> _Work instruction_
Could each record be written out again exactly as it stands?

- - -

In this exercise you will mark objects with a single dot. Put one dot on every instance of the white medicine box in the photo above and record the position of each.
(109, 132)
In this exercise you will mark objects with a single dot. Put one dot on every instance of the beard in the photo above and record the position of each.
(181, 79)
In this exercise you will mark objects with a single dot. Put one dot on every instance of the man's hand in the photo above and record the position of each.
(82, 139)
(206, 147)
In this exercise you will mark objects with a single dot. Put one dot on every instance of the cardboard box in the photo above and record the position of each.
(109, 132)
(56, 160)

- - -

> _Solution to the problem_
In this exercise you will mark objects with a single dot. Put one dot on every instance of the white medicine box in the photo above and record the position of each.
(109, 132)
In this exercise you will mark objects with a single dot. Put one dot on every instance of the beard in the photo above and record the position of each.
(181, 79)
In this exercise you will mark objects with a single dot. Put one dot on every instance of the man's hand in the photo above and record the position of each.
(82, 139)
(206, 147)
In this exercise you will mark objects with a single dot. Put one dot on every instance of the cardboard box in the photo above and record the position of each.
(109, 132)
(56, 160)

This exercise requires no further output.